* Stated problem 1:
Return the passage on Syria and natural gas word for word, starting with "If I stopped" and going on through "of a market.".

* Extract provided:

▶

If I stopped my analysis at this level, it makes perfect sense to try and make it a fair fight by getting the U.S. war machine involved. However, we must go deeper. The biggest supplier of natural gas to Europe is Russia’s Gazprom, which accounts for over one-third of all Russian revenues — one heck of a market.
Perhaps as large a reserve of natural gas which lies in Russia, also lies in Qatar. A normal route for a gas pipeline to Europe from Qatar would travel through Syria and Turkey. Of course, since the Syrian ally is Russia, the probability of Europe having a choice, or should we say a new competitor, seems highly unlikely as long as the current Syrian regime remains in power. This one is elementary, my dear Watson. If Assad is removed, the pipeline would be built, and perhaps the costs by the consumers are reduced as certain politicians would watch their bank accounts grow. France is a large purchaser of natural gas, which could account for John Kerry’s comment that France has been our most significant ally over the years (hmmm, think Vichy), and accounts for the reason that French President François Hollande jumped aboard the “strike now” train.
Putin was not about to allow any of this to happen, thus he utilized the 30-minute unofficial meeting to take away all the momentum before WWIII had the chance to occur.
A potential U.S. attack on Syria is a thing of the past, yet the bloody Syrian civil war continues. Is it about freedom, law, or even common decency? Of course not, it’s all about money.
Real Estate — Trick or Treat?

◀

* Data for processing:
▶

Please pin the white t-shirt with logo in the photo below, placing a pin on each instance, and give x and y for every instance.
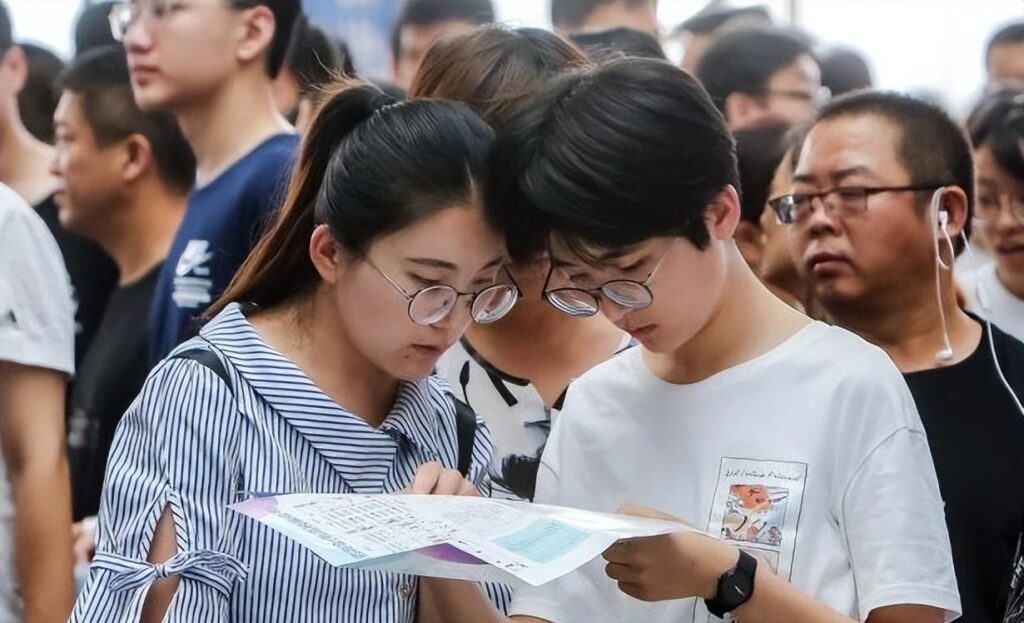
(811, 456)
(37, 328)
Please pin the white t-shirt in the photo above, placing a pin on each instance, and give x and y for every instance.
(1000, 306)
(37, 328)
(811, 456)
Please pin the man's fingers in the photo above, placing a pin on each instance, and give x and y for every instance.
(426, 478)
(621, 551)
(634, 590)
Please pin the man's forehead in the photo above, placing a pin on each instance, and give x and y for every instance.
(864, 142)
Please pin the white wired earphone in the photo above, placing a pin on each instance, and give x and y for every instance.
(941, 219)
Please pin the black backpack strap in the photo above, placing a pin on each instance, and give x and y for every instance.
(465, 425)
(207, 359)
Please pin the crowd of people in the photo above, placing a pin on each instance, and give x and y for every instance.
(749, 292)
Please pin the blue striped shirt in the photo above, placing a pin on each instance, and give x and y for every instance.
(192, 444)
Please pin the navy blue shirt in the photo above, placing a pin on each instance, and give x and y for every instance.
(222, 223)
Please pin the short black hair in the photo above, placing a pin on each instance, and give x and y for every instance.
(931, 146)
(285, 14)
(743, 61)
(608, 157)
(425, 12)
(604, 45)
(759, 151)
(93, 28)
(714, 15)
(38, 99)
(844, 70)
(570, 14)
(1009, 34)
(6, 30)
(314, 58)
(100, 78)
(996, 122)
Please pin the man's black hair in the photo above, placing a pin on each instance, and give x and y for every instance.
(571, 14)
(1009, 34)
(759, 151)
(604, 45)
(998, 124)
(608, 157)
(743, 61)
(38, 98)
(93, 28)
(425, 12)
(314, 58)
(716, 14)
(844, 70)
(285, 14)
(931, 147)
(6, 30)
(101, 80)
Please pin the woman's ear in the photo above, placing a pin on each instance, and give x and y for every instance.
(750, 240)
(326, 253)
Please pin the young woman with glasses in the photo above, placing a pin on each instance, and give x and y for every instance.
(313, 375)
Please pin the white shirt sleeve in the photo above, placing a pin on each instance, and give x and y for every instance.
(37, 325)
(892, 516)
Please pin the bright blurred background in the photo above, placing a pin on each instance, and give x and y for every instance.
(931, 47)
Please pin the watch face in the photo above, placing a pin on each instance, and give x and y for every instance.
(739, 588)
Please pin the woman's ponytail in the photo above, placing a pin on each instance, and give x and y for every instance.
(280, 265)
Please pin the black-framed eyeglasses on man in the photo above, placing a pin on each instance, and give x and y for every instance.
(587, 301)
(848, 201)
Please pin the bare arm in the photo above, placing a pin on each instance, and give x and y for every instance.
(458, 601)
(32, 434)
(775, 600)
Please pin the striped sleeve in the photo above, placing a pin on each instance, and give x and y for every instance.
(176, 448)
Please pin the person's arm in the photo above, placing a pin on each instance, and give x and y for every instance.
(688, 565)
(32, 408)
(169, 481)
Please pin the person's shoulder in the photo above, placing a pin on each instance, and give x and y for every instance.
(607, 384)
(842, 355)
(15, 212)
(1009, 349)
(274, 155)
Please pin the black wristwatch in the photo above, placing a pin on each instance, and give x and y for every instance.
(735, 587)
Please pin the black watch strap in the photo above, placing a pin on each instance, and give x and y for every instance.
(735, 587)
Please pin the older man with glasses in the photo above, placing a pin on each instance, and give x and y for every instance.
(882, 203)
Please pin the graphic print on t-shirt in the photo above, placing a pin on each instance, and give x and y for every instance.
(757, 507)
(193, 285)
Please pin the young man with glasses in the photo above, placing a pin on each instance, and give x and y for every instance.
(777, 435)
(883, 195)
(211, 63)
(762, 76)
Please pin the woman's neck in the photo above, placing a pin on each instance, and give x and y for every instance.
(309, 334)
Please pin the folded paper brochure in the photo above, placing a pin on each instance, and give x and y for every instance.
(463, 538)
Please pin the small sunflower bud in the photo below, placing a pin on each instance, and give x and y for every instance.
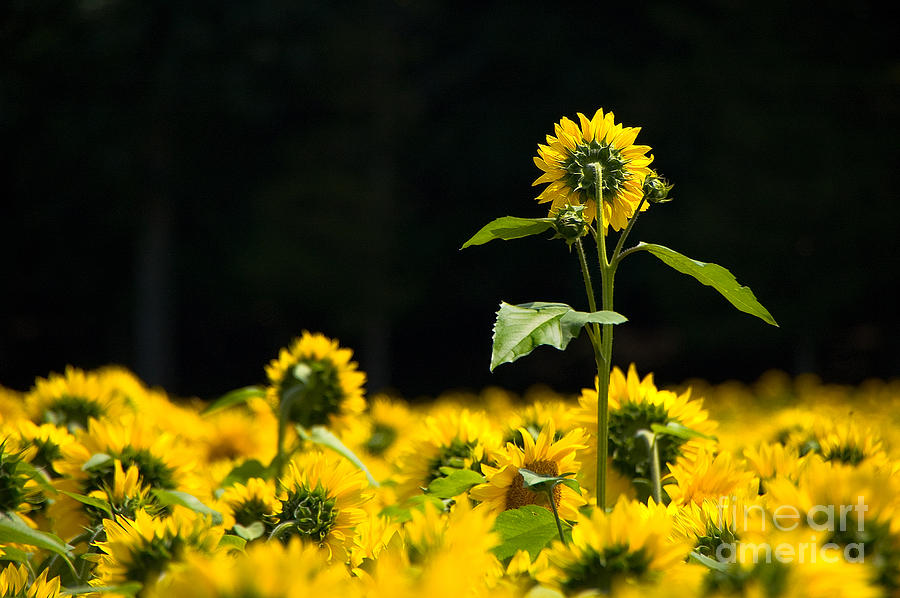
(570, 223)
(656, 188)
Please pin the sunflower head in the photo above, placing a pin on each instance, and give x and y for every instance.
(318, 378)
(596, 159)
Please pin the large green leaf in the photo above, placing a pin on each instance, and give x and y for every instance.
(322, 435)
(714, 276)
(521, 328)
(235, 397)
(15, 531)
(509, 227)
(528, 528)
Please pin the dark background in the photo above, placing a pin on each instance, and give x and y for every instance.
(188, 185)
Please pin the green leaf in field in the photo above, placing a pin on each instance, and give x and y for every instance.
(130, 588)
(251, 532)
(538, 482)
(458, 482)
(91, 501)
(714, 276)
(528, 528)
(15, 531)
(679, 431)
(521, 328)
(235, 397)
(176, 497)
(509, 227)
(322, 435)
(246, 470)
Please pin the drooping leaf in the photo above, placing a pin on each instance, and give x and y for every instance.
(714, 276)
(15, 531)
(528, 528)
(130, 588)
(458, 482)
(323, 436)
(235, 397)
(177, 497)
(91, 501)
(521, 328)
(679, 431)
(507, 228)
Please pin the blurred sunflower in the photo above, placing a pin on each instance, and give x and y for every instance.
(636, 404)
(72, 399)
(578, 159)
(14, 583)
(631, 544)
(329, 383)
(504, 487)
(143, 549)
(321, 501)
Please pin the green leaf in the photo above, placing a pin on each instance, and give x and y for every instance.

◀

* Stated problem 2:
List every line of the records that contains the word "blue", matching case exactly.

* Expected answer 1:
If I stopped my analysis at this level, it makes perfect sense to try and make it a fair fight by getting the U.S. war machine involved. However, we must go deeper. The biggest supplier of natural gas to Europe is Russia’s Gazprom, which accounts for over one-third of all Russian revenues — one heck of a market.

* Expected answer 2:
Please pin the blue striped shirt in the photo above, placing a pin on each instance, and give x and y for every instance.
Please pin the navy blue shirt in the photo above, placing a pin on each instance, and give x and y for every instance.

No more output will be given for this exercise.